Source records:
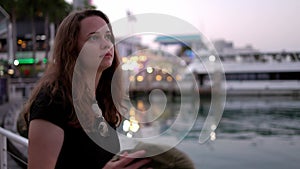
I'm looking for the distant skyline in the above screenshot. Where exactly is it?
[68,0,300,51]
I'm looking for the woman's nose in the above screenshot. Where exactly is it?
[100,39,112,49]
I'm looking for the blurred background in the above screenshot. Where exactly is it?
[0,0,300,169]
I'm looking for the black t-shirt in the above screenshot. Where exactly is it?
[30,90,120,169]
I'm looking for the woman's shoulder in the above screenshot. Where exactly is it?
[29,84,72,128]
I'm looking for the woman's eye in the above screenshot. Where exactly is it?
[105,34,113,42]
[89,35,100,41]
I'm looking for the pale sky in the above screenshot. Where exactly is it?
[68,0,300,51]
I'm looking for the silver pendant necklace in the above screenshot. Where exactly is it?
[92,101,109,137]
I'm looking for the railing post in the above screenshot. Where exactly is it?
[0,135,7,169]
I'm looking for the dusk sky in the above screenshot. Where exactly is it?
[68,0,300,51]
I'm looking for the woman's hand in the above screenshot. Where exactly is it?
[103,150,151,169]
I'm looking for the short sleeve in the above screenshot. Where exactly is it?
[29,90,68,129]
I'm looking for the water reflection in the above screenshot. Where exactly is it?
[123,96,300,141]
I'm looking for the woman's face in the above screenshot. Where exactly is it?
[77,16,114,72]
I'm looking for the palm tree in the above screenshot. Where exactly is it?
[0,0,20,59]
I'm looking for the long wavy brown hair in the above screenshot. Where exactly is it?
[22,9,122,127]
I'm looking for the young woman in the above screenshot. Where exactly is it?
[24,10,149,169]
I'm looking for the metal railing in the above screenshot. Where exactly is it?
[0,127,28,169]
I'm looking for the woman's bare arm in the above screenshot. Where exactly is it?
[28,119,64,169]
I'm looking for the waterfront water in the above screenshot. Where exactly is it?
[127,96,300,169]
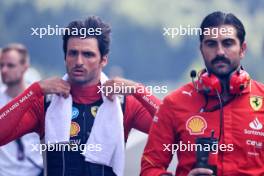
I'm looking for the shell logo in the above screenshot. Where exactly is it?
[70,122,80,137]
[186,115,207,135]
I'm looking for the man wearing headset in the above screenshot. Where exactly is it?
[141,12,264,176]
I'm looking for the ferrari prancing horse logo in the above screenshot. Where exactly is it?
[250,96,263,111]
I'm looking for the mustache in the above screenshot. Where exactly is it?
[72,65,85,70]
[211,56,231,65]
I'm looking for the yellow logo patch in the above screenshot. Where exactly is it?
[70,122,81,137]
[91,106,99,117]
[249,96,263,111]
[186,115,207,135]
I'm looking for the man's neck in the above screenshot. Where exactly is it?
[219,77,232,101]
[5,81,26,98]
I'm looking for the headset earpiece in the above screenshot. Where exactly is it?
[197,67,250,95]
[229,68,250,94]
[197,69,222,95]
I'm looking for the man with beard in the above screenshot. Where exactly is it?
[0,17,159,176]
[141,12,264,176]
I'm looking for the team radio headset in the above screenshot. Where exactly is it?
[190,66,250,176]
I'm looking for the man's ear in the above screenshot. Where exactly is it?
[100,54,108,67]
[239,42,247,59]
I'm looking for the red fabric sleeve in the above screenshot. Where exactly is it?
[140,98,176,176]
[133,85,161,117]
[0,83,44,145]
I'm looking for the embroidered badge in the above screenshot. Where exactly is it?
[186,115,207,135]
[250,96,263,111]
[70,122,81,137]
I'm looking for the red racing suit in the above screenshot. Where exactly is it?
[0,83,160,146]
[141,80,264,176]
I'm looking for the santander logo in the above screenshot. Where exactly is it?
[249,117,263,130]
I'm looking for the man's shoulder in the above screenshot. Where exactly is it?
[164,83,197,103]
[251,80,264,95]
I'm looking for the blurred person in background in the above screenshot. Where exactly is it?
[0,43,43,176]
[140,12,264,176]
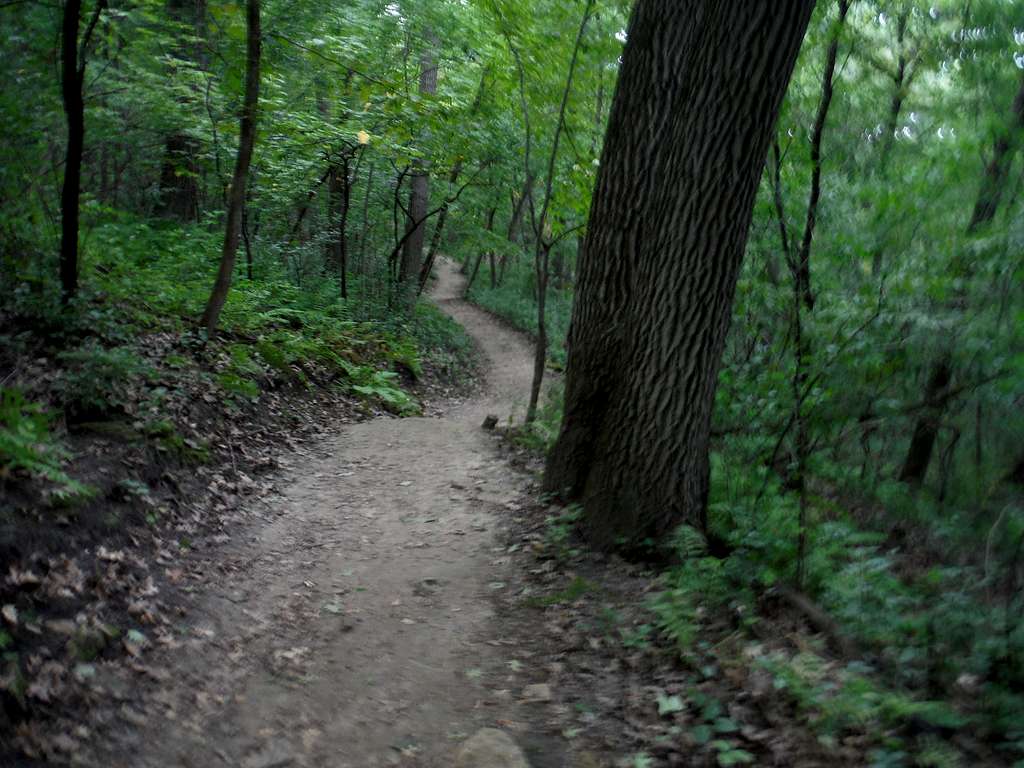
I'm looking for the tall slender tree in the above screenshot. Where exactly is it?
[398,31,437,302]
[899,75,1024,485]
[201,0,262,335]
[545,0,814,546]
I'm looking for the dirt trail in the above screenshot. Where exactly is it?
[112,262,558,768]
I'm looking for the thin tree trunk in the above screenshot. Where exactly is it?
[398,33,437,308]
[790,0,850,589]
[899,75,1024,486]
[338,155,352,299]
[201,0,261,336]
[419,69,487,293]
[419,160,462,293]
[357,163,374,272]
[524,0,594,424]
[157,0,206,221]
[899,355,952,486]
[544,0,814,547]
[463,208,498,296]
[871,7,913,279]
[60,0,106,303]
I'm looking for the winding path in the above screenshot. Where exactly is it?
[121,261,546,768]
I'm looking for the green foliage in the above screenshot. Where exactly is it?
[351,367,420,416]
[0,387,91,502]
[470,260,572,370]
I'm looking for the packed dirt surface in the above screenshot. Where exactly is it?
[100,262,561,768]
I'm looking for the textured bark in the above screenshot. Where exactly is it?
[545,0,814,546]
[398,34,437,301]
[201,0,261,336]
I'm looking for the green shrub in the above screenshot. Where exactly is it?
[57,342,153,416]
[0,388,89,501]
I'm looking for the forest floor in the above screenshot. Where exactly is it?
[0,261,884,768]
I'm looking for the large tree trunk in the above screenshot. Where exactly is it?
[545,0,814,546]
[201,0,261,336]
[899,75,1024,486]
[398,34,437,302]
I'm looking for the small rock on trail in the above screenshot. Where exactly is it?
[455,728,529,768]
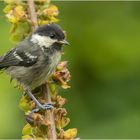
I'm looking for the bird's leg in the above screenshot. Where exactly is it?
[26,89,53,110]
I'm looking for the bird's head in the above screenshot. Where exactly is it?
[31,23,69,48]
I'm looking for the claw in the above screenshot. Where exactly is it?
[41,103,54,110]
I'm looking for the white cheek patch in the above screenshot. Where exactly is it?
[30,34,57,48]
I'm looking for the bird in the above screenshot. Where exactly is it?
[0,23,69,110]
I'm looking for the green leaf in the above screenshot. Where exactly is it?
[22,124,32,136]
[19,96,30,112]
[3,4,14,13]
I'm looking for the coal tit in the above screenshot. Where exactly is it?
[0,23,68,109]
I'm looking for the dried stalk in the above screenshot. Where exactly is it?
[27,0,57,140]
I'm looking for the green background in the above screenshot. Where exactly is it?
[0,1,140,139]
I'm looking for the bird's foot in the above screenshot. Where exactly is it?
[39,103,54,110]
[26,103,54,123]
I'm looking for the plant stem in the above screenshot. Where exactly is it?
[27,0,57,140]
[42,84,57,140]
[27,0,38,31]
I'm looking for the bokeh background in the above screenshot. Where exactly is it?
[0,1,140,139]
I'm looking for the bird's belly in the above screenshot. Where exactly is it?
[7,53,61,89]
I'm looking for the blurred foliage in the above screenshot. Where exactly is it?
[0,1,140,139]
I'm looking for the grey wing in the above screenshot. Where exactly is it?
[0,40,39,69]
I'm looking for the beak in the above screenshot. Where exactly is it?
[58,40,70,45]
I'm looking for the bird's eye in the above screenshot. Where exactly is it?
[50,34,55,39]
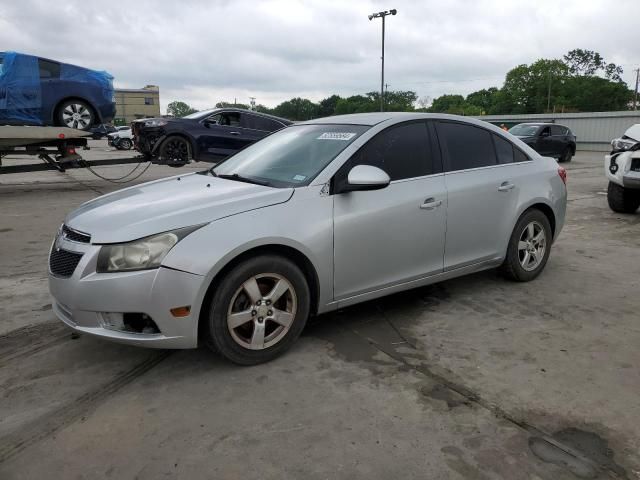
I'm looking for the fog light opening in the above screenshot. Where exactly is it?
[122,313,160,334]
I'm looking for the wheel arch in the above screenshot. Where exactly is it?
[198,243,320,339]
[51,95,102,126]
[514,201,556,238]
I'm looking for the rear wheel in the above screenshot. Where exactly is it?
[607,182,640,213]
[559,147,573,163]
[204,255,310,365]
[160,136,191,167]
[56,100,95,130]
[502,209,553,282]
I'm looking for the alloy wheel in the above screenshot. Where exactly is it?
[518,221,547,272]
[62,103,91,130]
[227,273,298,350]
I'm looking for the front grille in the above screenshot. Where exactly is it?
[49,248,82,278]
[62,225,91,243]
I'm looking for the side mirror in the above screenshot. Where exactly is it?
[343,165,391,192]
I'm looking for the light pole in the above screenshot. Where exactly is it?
[369,8,398,112]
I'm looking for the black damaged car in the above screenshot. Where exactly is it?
[131,108,292,167]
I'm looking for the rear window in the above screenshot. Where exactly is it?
[493,135,513,164]
[438,122,496,171]
[38,58,60,79]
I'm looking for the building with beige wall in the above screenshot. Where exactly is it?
[113,85,160,125]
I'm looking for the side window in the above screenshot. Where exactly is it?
[38,58,60,80]
[242,114,283,132]
[492,135,513,165]
[345,122,433,181]
[513,148,531,163]
[207,112,240,127]
[438,122,496,171]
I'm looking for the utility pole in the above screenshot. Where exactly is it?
[633,68,640,110]
[547,70,551,113]
[369,8,398,112]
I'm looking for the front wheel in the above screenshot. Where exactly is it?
[559,147,573,163]
[160,136,191,167]
[56,100,95,131]
[116,138,133,150]
[204,255,310,365]
[607,182,640,213]
[502,209,553,282]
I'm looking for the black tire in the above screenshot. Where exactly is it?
[558,147,573,163]
[159,135,191,167]
[607,182,640,213]
[202,255,310,365]
[56,99,96,131]
[117,138,133,150]
[501,208,553,282]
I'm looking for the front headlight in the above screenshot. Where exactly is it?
[611,138,638,151]
[96,225,202,273]
[144,118,167,127]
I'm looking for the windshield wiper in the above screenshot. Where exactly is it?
[212,171,271,187]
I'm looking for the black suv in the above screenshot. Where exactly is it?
[509,123,576,162]
[131,108,292,167]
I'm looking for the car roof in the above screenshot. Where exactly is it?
[198,107,293,125]
[296,112,508,130]
[518,122,569,128]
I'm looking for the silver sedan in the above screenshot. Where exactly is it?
[49,113,567,365]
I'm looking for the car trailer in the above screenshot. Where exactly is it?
[0,126,146,174]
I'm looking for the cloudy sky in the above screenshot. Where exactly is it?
[0,0,640,111]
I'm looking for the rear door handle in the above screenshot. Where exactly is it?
[420,197,442,210]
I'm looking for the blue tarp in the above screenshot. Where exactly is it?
[0,52,113,125]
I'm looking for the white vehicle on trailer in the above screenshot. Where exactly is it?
[604,123,640,213]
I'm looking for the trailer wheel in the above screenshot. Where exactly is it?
[56,99,96,130]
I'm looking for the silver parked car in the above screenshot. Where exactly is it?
[49,113,567,365]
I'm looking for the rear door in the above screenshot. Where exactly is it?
[327,120,447,300]
[38,58,60,123]
[437,121,522,271]
[196,111,257,161]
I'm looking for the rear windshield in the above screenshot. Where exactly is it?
[509,124,540,137]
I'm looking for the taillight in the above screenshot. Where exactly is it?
[558,167,567,185]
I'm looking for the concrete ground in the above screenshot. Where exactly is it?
[0,142,640,480]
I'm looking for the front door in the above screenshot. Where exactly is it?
[333,121,447,300]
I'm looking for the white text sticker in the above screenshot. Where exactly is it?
[317,132,356,141]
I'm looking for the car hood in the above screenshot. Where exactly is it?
[65,173,294,243]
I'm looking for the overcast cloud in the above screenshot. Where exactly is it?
[0,0,640,111]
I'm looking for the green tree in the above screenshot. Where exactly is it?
[273,97,318,120]
[167,101,198,118]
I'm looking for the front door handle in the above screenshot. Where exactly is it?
[498,182,515,192]
[420,197,442,210]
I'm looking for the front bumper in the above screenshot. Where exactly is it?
[49,240,204,348]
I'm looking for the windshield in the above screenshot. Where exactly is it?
[509,123,540,137]
[212,125,369,187]
[182,108,218,120]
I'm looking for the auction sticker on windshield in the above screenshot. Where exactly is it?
[316,132,356,142]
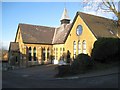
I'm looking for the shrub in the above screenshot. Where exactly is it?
[56,65,70,77]
[91,38,120,63]
[71,54,93,73]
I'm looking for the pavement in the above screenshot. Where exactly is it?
[56,67,120,79]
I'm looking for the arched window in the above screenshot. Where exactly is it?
[47,48,50,59]
[73,41,76,58]
[78,41,81,54]
[43,48,46,61]
[60,48,62,56]
[28,47,32,61]
[33,47,36,61]
[82,40,86,54]
[56,48,58,60]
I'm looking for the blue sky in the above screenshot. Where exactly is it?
[2,2,117,49]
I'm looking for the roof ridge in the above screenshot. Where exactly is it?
[19,23,55,28]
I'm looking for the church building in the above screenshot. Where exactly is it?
[9,8,120,66]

Task statement
List, in full, each line in the source records above that contains the string "wheel".

Result of this task
I'm looking for the wheel arch in the above screenshot. Where exactly is it?
I'm looking for the rear wheel in the above screenshot. Where exactly is it?
I'm looking for the alloy wheel in the above screenshot. Where exactly is it?
I'm looking for the front wheel in the above screenshot. Where exactly is it?
I'm looking for the trailer wheel in the above screenshot. Where exactly is it?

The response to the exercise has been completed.